Reproduce the records word for word, from the first line up to and including the line with "11 771 34 986".

━━━━━━

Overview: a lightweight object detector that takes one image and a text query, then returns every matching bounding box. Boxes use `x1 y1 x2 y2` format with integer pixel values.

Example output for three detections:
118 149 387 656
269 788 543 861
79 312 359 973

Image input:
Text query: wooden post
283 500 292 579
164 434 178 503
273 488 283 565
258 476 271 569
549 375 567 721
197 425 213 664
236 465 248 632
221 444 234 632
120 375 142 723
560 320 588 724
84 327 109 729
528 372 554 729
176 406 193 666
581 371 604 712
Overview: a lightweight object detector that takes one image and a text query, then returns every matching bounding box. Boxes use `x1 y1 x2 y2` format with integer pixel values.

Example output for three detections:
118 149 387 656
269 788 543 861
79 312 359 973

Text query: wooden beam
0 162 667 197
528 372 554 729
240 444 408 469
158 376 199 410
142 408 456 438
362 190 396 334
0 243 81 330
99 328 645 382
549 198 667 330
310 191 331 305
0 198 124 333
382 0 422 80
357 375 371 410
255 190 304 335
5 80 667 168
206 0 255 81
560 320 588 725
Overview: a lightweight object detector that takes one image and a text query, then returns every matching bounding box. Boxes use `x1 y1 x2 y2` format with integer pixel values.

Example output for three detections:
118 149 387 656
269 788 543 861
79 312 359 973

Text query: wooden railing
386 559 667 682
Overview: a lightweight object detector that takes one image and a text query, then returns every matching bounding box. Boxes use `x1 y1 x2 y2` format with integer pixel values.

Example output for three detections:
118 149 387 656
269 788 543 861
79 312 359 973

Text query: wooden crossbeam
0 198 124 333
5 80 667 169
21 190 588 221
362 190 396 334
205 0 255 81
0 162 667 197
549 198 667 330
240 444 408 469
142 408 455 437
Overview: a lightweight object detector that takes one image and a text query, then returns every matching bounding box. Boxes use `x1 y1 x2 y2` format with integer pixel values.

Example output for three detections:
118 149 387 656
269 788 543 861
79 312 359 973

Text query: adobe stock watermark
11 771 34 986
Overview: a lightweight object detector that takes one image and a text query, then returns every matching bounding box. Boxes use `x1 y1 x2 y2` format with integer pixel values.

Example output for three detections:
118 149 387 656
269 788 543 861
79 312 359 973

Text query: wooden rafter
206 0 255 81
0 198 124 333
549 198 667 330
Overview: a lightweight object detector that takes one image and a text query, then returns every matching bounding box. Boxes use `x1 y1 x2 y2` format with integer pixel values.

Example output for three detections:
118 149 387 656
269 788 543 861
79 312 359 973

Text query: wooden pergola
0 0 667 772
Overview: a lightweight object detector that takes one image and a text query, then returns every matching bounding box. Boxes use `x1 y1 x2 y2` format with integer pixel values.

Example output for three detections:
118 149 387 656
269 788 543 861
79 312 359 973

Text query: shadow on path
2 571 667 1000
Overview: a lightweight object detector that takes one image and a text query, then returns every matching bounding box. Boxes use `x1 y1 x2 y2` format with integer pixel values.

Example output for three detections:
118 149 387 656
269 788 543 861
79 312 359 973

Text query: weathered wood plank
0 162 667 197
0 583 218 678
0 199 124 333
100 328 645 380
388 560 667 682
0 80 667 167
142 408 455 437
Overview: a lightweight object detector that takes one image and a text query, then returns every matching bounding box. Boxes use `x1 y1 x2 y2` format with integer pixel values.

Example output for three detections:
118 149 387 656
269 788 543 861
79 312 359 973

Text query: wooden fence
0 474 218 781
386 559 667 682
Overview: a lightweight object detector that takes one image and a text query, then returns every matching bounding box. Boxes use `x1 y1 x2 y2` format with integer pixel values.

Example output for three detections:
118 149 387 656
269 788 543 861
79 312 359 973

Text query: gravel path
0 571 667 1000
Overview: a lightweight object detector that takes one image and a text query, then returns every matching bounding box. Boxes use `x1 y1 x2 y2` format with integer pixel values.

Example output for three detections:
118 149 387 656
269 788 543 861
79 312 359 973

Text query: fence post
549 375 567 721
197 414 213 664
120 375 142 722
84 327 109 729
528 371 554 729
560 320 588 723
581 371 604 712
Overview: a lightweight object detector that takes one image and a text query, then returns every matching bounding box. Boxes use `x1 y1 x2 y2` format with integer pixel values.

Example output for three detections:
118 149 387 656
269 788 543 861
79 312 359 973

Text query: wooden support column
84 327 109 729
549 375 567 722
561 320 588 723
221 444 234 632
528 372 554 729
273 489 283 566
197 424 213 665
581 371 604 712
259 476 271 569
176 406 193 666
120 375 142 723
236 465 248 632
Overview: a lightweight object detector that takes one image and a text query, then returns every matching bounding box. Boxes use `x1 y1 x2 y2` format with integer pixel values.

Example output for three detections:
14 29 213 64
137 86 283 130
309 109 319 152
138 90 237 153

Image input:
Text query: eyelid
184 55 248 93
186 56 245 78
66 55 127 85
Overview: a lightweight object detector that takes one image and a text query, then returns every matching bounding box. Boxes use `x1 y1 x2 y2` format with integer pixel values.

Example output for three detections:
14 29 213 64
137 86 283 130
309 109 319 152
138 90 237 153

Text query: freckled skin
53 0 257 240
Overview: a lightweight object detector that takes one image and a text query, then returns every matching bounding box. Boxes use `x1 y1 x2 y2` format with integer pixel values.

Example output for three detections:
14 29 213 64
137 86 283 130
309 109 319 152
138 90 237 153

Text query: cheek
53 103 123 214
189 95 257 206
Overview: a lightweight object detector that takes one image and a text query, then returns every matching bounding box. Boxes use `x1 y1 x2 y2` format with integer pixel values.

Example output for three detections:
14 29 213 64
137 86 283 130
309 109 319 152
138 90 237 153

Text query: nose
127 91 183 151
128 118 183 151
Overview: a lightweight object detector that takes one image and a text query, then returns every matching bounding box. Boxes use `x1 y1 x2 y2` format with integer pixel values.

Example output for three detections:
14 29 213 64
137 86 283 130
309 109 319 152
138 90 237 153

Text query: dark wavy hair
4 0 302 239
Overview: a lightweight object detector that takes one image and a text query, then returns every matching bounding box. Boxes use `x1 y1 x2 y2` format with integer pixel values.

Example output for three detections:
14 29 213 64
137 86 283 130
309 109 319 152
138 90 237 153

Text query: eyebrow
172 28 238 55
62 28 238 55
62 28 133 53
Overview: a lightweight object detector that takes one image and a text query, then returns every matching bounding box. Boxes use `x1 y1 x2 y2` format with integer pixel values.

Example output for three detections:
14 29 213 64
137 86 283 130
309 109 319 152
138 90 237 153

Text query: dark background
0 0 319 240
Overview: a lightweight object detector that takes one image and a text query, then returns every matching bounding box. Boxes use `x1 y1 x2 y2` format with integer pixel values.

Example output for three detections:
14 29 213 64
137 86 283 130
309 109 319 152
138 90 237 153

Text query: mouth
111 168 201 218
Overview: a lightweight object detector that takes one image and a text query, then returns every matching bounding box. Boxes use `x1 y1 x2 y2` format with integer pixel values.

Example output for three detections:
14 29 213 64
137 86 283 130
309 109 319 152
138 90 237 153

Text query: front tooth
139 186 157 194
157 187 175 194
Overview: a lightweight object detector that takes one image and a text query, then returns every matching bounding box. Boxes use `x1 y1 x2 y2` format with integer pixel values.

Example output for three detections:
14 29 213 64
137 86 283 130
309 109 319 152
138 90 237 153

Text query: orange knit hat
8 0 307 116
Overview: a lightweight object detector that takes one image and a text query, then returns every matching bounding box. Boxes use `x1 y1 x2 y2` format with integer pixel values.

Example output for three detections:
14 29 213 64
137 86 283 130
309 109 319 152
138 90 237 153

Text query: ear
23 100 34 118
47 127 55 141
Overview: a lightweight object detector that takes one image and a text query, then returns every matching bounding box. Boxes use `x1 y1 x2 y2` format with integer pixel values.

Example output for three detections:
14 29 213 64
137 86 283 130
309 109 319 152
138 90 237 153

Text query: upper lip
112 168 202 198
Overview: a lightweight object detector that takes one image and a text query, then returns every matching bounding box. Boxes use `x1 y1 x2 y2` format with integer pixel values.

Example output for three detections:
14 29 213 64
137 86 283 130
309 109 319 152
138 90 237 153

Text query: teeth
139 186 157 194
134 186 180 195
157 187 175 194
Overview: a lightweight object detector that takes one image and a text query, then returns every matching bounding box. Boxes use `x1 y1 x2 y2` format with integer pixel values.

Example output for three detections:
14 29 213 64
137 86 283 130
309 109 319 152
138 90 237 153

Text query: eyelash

━━━━━━

WRITTEN SOLUTION:
Overview: a lightweight object detector that takes one image and a text query, then returns every matching bounding box. Boxes use `x1 y1 x2 y2` format with integer pixel values.

Example output for three detections:
118 149 387 656
269 788 543 861
79 312 359 973

Image input:
Text query: wooden post
283 500 292 579
164 434 178 503
273 488 283 565
258 476 271 569
549 375 567 721
197 425 213 664
236 465 248 632
221 444 234 632
120 375 142 723
560 320 588 724
84 327 109 729
528 372 554 729
176 406 193 666
581 371 604 712
Overview: a lightweight object detector that takes one image and a text query, then returns every matching bounding box. Boxes use `x1 y1 x2 y2` format with integer pixel values.

Example output for three detections:
118 149 387 656
269 788 543 861
79 312 359 973

Text query: wooden beam
0 162 667 197
528 372 554 729
240 444 408 469
158 376 199 410
142 408 456 438
362 190 396 334
0 243 81 330
99 328 645 382
549 198 667 330
310 191 331 305
0 198 124 333
382 0 422 80
357 375 371 410
255 190 304 335
5 80 667 168
206 0 255 81
560 320 588 725
Overview: a lightweight object detector that takes one image and a text query, then returns every matching bounding box. Boxes use `x1 y1 x2 y2` format with integer pixel values.

Example output for three detections:
118 149 387 656
269 788 543 861
79 312 359 973

Text query: wooden railing
386 559 667 682
Overview: a lightweight object detector that takes one image and a text query, then returns every matching bounding box. Boxes use `x1 y1 x2 y2` format with integer pixel values.

Example output for three detections:
118 149 387 656
269 788 543 861
79 312 359 973

Text query: wooden crossbeam
0 198 124 333
5 80 667 169
21 190 588 221
362 190 396 334
205 0 255 81
0 162 667 197
549 198 667 330
240 444 408 469
142 408 455 437
Overview: a lightweight object detector that takes one image and a text query, then returns every matching bounding box. Boxes use `x1 y1 x2 y2` format with integer pixel values.

Example output for three detections:
118 149 387 656
269 788 543 861
79 312 359 973

Text query: adobe stock watermark
11 771 34 986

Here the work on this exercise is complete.